Data:

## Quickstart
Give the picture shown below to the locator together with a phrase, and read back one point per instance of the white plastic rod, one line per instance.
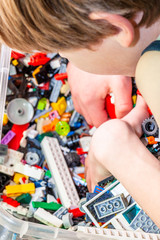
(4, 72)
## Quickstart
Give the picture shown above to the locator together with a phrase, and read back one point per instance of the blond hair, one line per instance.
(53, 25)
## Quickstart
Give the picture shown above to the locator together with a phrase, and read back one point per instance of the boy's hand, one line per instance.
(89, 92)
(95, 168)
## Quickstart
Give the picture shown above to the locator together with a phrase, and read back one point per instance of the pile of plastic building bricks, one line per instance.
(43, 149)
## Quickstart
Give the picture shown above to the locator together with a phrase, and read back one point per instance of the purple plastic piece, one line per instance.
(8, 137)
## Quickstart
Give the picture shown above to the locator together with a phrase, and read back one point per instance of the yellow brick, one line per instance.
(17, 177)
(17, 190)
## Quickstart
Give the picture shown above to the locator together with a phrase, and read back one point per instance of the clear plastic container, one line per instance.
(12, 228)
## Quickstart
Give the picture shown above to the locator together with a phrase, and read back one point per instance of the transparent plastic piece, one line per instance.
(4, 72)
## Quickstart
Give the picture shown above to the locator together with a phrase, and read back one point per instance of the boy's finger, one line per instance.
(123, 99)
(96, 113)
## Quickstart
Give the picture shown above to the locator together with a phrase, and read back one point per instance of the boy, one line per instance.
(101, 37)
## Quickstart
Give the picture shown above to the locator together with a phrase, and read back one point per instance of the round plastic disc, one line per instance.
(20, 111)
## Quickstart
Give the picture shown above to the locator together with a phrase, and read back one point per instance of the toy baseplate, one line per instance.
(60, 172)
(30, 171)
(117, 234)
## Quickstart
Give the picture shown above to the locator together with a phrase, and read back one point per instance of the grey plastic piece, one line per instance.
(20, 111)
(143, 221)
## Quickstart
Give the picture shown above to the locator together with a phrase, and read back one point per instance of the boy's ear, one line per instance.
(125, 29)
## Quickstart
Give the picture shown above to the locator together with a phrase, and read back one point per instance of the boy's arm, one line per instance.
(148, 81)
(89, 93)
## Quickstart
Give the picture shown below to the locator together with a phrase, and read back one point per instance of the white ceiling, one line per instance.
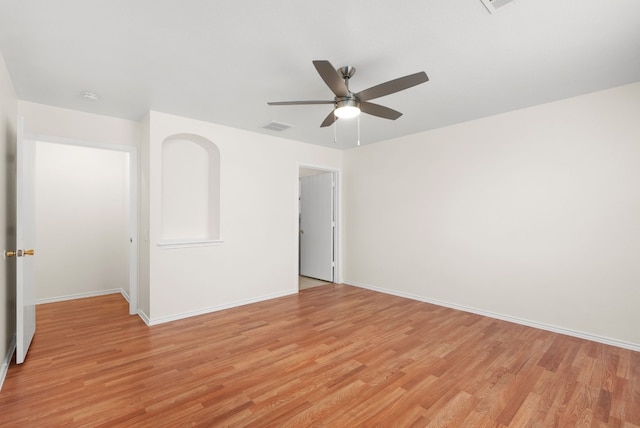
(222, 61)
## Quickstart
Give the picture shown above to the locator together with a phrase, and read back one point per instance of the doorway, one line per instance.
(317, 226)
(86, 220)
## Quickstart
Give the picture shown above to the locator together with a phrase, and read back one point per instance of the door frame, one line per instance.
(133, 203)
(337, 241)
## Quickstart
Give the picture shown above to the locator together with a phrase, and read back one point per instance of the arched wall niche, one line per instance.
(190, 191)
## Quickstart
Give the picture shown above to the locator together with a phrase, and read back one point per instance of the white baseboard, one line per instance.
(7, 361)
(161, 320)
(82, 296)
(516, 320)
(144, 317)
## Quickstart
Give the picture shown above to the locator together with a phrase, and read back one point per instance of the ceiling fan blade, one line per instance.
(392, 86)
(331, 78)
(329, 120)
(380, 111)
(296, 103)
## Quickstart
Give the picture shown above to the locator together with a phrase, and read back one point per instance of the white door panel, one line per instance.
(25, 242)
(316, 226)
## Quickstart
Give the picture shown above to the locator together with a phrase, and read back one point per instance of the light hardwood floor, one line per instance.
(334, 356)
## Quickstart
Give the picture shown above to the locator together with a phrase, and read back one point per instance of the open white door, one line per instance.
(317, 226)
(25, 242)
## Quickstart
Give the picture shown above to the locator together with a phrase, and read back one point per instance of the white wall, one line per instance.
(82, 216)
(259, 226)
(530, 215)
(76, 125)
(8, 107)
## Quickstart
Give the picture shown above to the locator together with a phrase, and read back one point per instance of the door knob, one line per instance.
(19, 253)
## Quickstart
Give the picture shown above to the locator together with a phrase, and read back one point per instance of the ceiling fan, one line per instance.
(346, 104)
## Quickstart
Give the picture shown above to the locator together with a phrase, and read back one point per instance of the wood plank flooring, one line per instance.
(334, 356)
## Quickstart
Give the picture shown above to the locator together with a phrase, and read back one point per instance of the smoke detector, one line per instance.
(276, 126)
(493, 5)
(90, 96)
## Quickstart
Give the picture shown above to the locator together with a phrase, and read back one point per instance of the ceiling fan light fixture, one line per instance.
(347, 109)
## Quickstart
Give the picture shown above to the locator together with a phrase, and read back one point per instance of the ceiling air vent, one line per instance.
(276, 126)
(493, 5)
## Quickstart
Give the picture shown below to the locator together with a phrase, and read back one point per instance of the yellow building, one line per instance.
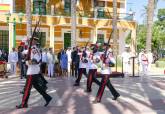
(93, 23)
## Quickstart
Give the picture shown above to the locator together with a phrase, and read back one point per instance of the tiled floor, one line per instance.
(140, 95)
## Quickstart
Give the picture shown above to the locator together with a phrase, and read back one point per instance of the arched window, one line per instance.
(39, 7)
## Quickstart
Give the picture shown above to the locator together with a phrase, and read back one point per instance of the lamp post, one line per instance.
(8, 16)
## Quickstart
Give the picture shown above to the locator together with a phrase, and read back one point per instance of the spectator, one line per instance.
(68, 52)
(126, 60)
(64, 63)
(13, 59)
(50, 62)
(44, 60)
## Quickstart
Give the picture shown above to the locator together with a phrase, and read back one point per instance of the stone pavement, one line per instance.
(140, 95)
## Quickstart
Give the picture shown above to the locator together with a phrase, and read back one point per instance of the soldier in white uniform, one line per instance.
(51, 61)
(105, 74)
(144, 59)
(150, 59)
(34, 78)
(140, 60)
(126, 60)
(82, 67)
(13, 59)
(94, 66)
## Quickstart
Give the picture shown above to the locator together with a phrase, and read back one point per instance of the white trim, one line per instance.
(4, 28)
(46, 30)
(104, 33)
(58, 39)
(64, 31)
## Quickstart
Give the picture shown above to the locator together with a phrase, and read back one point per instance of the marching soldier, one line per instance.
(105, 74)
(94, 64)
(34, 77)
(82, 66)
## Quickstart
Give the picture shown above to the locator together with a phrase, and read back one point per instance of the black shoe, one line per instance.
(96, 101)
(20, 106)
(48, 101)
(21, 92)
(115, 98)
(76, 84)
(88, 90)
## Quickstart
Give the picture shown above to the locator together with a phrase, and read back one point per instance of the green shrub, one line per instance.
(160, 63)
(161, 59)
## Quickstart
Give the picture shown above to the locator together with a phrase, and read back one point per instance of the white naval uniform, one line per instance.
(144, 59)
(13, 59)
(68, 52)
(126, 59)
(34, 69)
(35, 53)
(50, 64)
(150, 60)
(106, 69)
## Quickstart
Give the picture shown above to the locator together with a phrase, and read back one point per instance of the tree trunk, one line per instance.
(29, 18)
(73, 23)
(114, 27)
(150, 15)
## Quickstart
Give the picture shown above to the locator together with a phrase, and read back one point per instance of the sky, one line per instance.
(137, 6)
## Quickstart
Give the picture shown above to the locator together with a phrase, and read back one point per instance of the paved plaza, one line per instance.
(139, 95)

Action item:
Leave out the pictures and reproduce the rest of the records exactly.

Task result:
## Quickstart
Give the picture shown below to the locator together with a phrase, and read back one point per instance of the white plastic rod, one line per instance.
(4, 72)
## Quickstart
Give the picture shown above to the locator together with a phrase, and read back one point per instance of the blond hair, one line per instance.
(53, 25)
## Quickstart
Give the picture shown above to the locator together with a phrase, and read back one point per instance of the boy's hand, one line per instance.
(89, 92)
(95, 168)
## Quickstart
Give the picture shown above to the locator together with a phrase, and read back one point per instance of the pile of plastic building bricks, one line per instance.
(43, 149)
## Quickstart
Give the picture shown above to the locator together with a phrase, and read back one point per instance of the purple plastic piece, one line per instance.
(8, 137)
## Quickstart
Give the picture shown above to the locator together with a phrase, and read back one point per instance of the yellow brick, one line per instance.
(17, 177)
(17, 190)
## Quickstart
Give the picture shown above to the locator together with a phrase, and read back one point per instance of the clear plastic container, one line per instance.
(12, 228)
## Quickstart
Give the picture shown above to the locator together with a phrase, and read back one point per instance of the transparent plastic piece, one line per instance.
(4, 72)
## Quickstart
Give the picture shown above to the locator together with a phrase, and read back one point per instance of the boy's finger, one line per instance.
(123, 99)
(96, 113)
## Quickstart
Give the picture shown above to the locator together with a phrase, and read back one point per instance of the boy, one line per instance.
(101, 37)
## Quickstart
Give the picture shown above to the locator together with a phrase, and read back one point per instance of the round plastic disc, one line per instance.
(20, 111)
## Quickstart
Give the picture shown above to the locator together with a phrase, and read back one point per instance of the toy baseplate, one line per instance.
(60, 172)
(30, 171)
(117, 234)
## Quickstart
Give the picture shown above to the locator together with a phrase, and read back one point per instance of the grey plastic piece, one line per instance.
(20, 111)
(143, 221)
## Quickstart
Give the picture shown above to the locator together with a phrase, and read back one point per instance of the boy's ear, one line per instance.
(125, 29)
## Quickstart
Give the picture shown above to the locator together with a phrase, and read back one point per instance of the boy's arm, one line per instance.
(148, 81)
(89, 93)
## Quickstart
Give the picture shown below to the locator together with a phrase, and read back one point per instance of the white ceiling, one line per instance.
(222, 61)
## Quickstart
Give the picture shown above to the locator together with a phrase, and read back one point per instance of the doorway, one line per instance.
(317, 226)
(86, 220)
## Quickstart
Give the picture shown above to the locator together with a phrase, and read back one point per instance of the door frame, one line per instance.
(133, 203)
(337, 241)
## Quickstart
Give the picture shown above to the locator together with a phrase, and read back one point per instance of the arched wall niche, one line per instance.
(190, 191)
## Quickstart
Give the picture shown above to the locator together with a phrase, and read back one point per instance of the white baseboard, one line per instance.
(7, 361)
(161, 320)
(82, 296)
(516, 320)
(144, 317)
## Quickstart
Give the picture shown above to the locator together with a phrase, and read back one point per instance of the ceiling fan blade, one line per instance.
(392, 86)
(331, 78)
(329, 120)
(380, 111)
(296, 103)
## Quickstart
Give the picture shown above to the locator together with a phrase, and read back one point per instance of the white door panel, one line per instance.
(25, 242)
(316, 226)
## Quickstart
Give the picture shown above to the locator together with a phrase, and read back one point per instance of the light hardwood floor, one line per instance.
(334, 356)
## Quickstart
Give the picture shown above to the locator together with a phrase, and read back one point per instance of the open white door, one line per instance.
(317, 226)
(25, 242)
## Quickstart
Give the picture shown above to the locator together with a phrase, and read back one point per instance of the white wall, one line per instance.
(82, 216)
(259, 226)
(530, 215)
(76, 125)
(8, 107)
## Quickstart
Give the picture shown above to the locator together with a phrase, and read back one point per instance of the door knob, one line per instance.
(19, 253)
## Quickstart
Give the picture shown above to the locator together with a phrase, and read back one point per instance of the ceiling fan, one line per instance.
(346, 104)
## Quickstart
Give the picture shown above to the locator together with a phrase, and read back one point per instance of the wood plank flooring, one line per instance.
(334, 356)
## Quickstart
Give the picture shown above to the locator together with a phrase, and read back one point per instance of the smoke detector, one line per instance.
(276, 126)
(493, 5)
(90, 96)
## Quickstart
Give the picture shown above to the locator together with a phrase, and read back one point per instance of the ceiling fan light fixture, one line per instance.
(347, 109)
## Quickstart
Give the picture shown above to the locator together with a phrase, and read back one point per instance of the ceiling air vent, one line per instance.
(276, 126)
(493, 5)
## Quickstart
Give the picture shown below to the locator together with a phrase, and read back one point per instance of the yellow building, one line per instance.
(93, 23)
## Quickstart
Give the picture shown above to the locator together with a phrase, and read back one point per instance of the tiled floor, one line per instance.
(140, 95)
## Quickstart
Give the picture shown above to the locator together with a phrase, and read back one point per instance of the arched window, one line per instance.
(39, 7)
## Quickstart
Give the picture shown above to the locator together with a phrase, and read back one point per instance of the lamp post, one line per instance.
(8, 16)
## Quickstart
Give the picture shown above to the locator together with a phrase, and read back one point per instance of the spectator, one line per instance.
(68, 52)
(126, 60)
(64, 63)
(13, 59)
(50, 62)
(44, 60)
## Quickstart
Give the picture shown above to the locator together with a phrase, and read back one point per instance of the stone pavement, one line per instance.
(140, 95)
## Quickstart
Give the picture shown above to the locator together with a phrase, and read back one point per instance of the soldier in white uniform, one line per instance.
(51, 61)
(105, 74)
(144, 59)
(150, 59)
(34, 78)
(140, 60)
(126, 60)
(82, 67)
(13, 59)
(94, 66)
## Quickstart
Give the picture shown above to the locator together with a phrase, and read back one point per instance of the white trim, one line per instance.
(4, 28)
(46, 30)
(104, 33)
(58, 39)
(64, 31)
## Quickstart
Give the picture shown above to the locator together with a phrase, and read back one point per instance of the marching soldier, one line per instance.
(105, 74)
(94, 64)
(34, 77)
(82, 66)
## Quickstart
Give the picture shown above to the locator together with a phrase, and read back one point per instance of the black shoe, one line per instance.
(96, 101)
(20, 106)
(48, 101)
(21, 92)
(115, 98)
(76, 84)
(88, 90)
## Quickstart
Give the picture shown above to the locator together with a phrase, and read back one point per instance of the green shrub, one line per instance.
(160, 63)
(161, 59)
## Quickstart
Give the picture shown above to the locator together with a phrase, and read back one point per instance of the white naval uniform, one line per instance.
(144, 59)
(13, 59)
(68, 52)
(126, 59)
(34, 69)
(35, 53)
(50, 64)
(150, 60)
(106, 69)
## Quickstart
Give the picture shown above to the locator together with a phrase, and read back one point per instance of the tree trunk, one line per instance.
(29, 18)
(73, 23)
(114, 27)
(150, 15)
## Quickstart
Give the picture shown above to the locator together with a phrase, and read back one point per instance of the sky, one line per instance.
(137, 6)
## Quickstart
Give the picture shown above to the locator together with a phrase, and read back one point per instance of the paved plaza, one line per instance.
(139, 95)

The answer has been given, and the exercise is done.